- Text to read -
Are Pedals Better Than Amp Effects?

All musicians know that effects have always been an important part of each one’s sound and style. 

To many players, finding the exact set of pedals that helps them achieve the tone they want is a lifelong quest.

For others, their amp’s built-in effects are just enough.

Of course, there’s nothing to debate about taste, but if you are just starting out, you might be wondering:

Are pedals actually better than amp effects?

Individual pedals usually sound better and are more versatile than amp built-in effects since the latter are probably an afterthought for the manufacturer. However, they are great for beginners to get familiarized with what kinds of sound they like and better inform their future specific pedal purchases.

It is important, however, to know every aspect of this matter to make a decision so I will guide you through this article to understand better how every piece of gear works.

Are you ready to get started?

Let’s go!

Why use pedals if your amp has built-in effects?

As beginners, when getting our equipment we try to cover the majority of our needs. That’s why some players prefer an amp with effects on it.

This kind of gear is interesting and useful for those who are starting out. Through it, you can immerse yourself into the world of effects and have a general idea of how each one sounds.

However, amp’s effects are very limited in terms of settings. By having pedals you can explore a wider range of textures within each one of them.

I’m not saying that all pedal effects are strictly better but it is true that they are made to do specifically one thing and, as a consequence, the work hours put in that gear’s construction are reflected in its performance. 

Another remarkable aspect is that using pedals, hands down provides a better user experience, as you can switch them on and off instantly or change their parameters easily instead of running to your amp to tweak the effect.

Vintage amps that have reverb and/or tremolo units 

Before discussing this topic we need to clarify what tremolo and reverb are. At first sight, you could feel confused but let me explain to you the main differences.

Reverb is an effect that replicates an ambient, it is the time that the sound takes to bounce off the walls and come back again. Tremolo is the effect that modifies the volume of the sound, it also intervenes in the speed and the intensity.

Now we know the differences between both, we can focus on individual cases. The interesting thing is that they could be analog or digital, so there are gears for everyone’s taste.

When we talk about analog reverb we obviously refer to vintage valve/tube amps. The Fender Twin Reverb and Fender Vibroverb are milestones in this field.

- Things to do -
1. In the article on pedals versus amp effects, why do pedals give a better user experience? Answer in one to three sentences.
2. Which two amps does the article on pedals versus amp effects call milestones in analog reverb?
3. Carry on the article on pedals versus amp effects from its final sentence.
The rows that come next are not needed.

- Dataset excerpts -
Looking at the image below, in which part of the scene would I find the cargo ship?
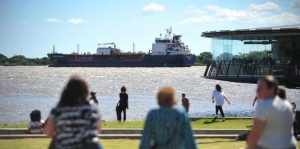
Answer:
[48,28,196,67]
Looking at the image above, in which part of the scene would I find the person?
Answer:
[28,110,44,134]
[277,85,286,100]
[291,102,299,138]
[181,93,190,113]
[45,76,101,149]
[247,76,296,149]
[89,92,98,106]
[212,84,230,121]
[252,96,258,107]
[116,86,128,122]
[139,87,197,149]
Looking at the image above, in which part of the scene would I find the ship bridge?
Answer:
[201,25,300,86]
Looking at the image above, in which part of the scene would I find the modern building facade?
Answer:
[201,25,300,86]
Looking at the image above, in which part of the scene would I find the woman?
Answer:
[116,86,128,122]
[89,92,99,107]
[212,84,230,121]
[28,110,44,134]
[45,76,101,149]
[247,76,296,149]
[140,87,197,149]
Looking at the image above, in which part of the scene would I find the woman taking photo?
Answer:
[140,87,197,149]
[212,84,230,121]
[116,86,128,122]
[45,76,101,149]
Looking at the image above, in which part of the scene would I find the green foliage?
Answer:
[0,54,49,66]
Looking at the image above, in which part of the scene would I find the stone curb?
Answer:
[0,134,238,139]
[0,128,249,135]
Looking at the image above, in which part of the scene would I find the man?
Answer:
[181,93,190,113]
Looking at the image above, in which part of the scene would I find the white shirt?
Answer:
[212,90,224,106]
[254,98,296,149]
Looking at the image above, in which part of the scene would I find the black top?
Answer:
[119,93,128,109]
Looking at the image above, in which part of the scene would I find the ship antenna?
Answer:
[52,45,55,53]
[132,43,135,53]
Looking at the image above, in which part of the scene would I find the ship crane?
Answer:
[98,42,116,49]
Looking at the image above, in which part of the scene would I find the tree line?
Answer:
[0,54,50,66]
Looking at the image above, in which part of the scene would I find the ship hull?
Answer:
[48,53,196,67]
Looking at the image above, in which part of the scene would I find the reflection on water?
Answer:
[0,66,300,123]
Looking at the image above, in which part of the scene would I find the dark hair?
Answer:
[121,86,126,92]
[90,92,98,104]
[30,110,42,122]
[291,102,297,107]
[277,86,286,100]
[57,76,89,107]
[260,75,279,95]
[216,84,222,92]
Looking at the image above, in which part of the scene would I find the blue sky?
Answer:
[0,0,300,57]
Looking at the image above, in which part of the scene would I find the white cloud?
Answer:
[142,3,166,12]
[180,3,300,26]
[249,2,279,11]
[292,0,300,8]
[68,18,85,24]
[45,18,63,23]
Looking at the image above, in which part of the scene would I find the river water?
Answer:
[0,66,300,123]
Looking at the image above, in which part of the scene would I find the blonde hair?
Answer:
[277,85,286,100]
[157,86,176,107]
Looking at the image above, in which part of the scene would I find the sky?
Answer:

* * *

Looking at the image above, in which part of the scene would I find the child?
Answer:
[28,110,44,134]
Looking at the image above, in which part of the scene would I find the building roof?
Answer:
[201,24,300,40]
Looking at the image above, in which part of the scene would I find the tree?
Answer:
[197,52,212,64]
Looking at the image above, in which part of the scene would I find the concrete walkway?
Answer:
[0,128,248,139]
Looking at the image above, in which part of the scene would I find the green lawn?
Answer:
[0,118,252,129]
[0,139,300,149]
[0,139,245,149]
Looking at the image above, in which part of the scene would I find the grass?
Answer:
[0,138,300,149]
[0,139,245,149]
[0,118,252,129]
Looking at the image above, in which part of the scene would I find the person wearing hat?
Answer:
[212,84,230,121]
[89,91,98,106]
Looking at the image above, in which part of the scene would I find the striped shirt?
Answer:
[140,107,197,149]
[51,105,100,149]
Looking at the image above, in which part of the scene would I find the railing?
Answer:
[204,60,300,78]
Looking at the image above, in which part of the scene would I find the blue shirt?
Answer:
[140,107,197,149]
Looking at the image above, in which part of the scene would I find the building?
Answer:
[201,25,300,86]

- Task responses -
1. You can switch pedals on and off instantly or change their settings easily. With amp effects, you have to go to the amp to adjust them.

2. The Fender Twin Reverb and the Fender Vibroverb.

3.
The vintage aspect of these pieces of gear is the important thing here. Back in the day, particularly for reverb, the most popular way of achieving this effect was an analog contraption that sent the sound through a spring and picked up the output.

Yes, an actual real physical spring. That’s what a spring reverb unit is.

Contrarily, more modern solid-state amps, as they are usually more affordable, have digital reverb units built-in.

Although they can include different types of reverb, spring reverb is really tough to emulate digitally.

This difficulty doesn’t mean that digital reverbs suck, it means that they are just a different flavor of the effect, with their unique personality and voice.

As regards pedals, although you can probably achieve a wider range of setups through their different configurations, you are unlikely to achieve something that sounds 100% like these vintage reverb units mentioned earlier.

However, between a digital reverb built-in in an affordable amp, and a standalone effect pedal, probably the sound quality and versatility prize will go in favor of the latter since all of the design efforts were focused on that single function.

But when the discussion stands between an analog vintage unit and a digital one things get more complicated:

Some players will go for the analog alternative without even flinching, while many others will likely prefer the reliability and flexibility of a high-quality digital option.

Is amp distortion better?

To answer this question let’s analyze the different amps’ characteristics. We know that valve amps are high-quality equipment so it is not surprising to say they offer an organic distortion tone, richer than solid-state amps or pedals.

A remarkable feature of tube amps is that they achieve their best distortion by pushing them to gigging levels (not weak levels, like, for example, playing in your bedroom).

As regards solid-state amps, they can also produce natural distortion but, although they improved their sound through the years, they still sound slightly digital.

In contraposition to its counterpart, solid-state distortion sounds a bit better at lower levels but still has that fuzzy digital aftertaste.

In the case of pedals, distortion is hard to emulate for them. This effect tends to be fuzzier on pedals and as they try to copy valve distortion, they don’t offer the full experience, though.

Of course, there are even pedals that have tubes in their circuits and sound pretty decent, but I’m talking about the vast majority here. Forget about outliers.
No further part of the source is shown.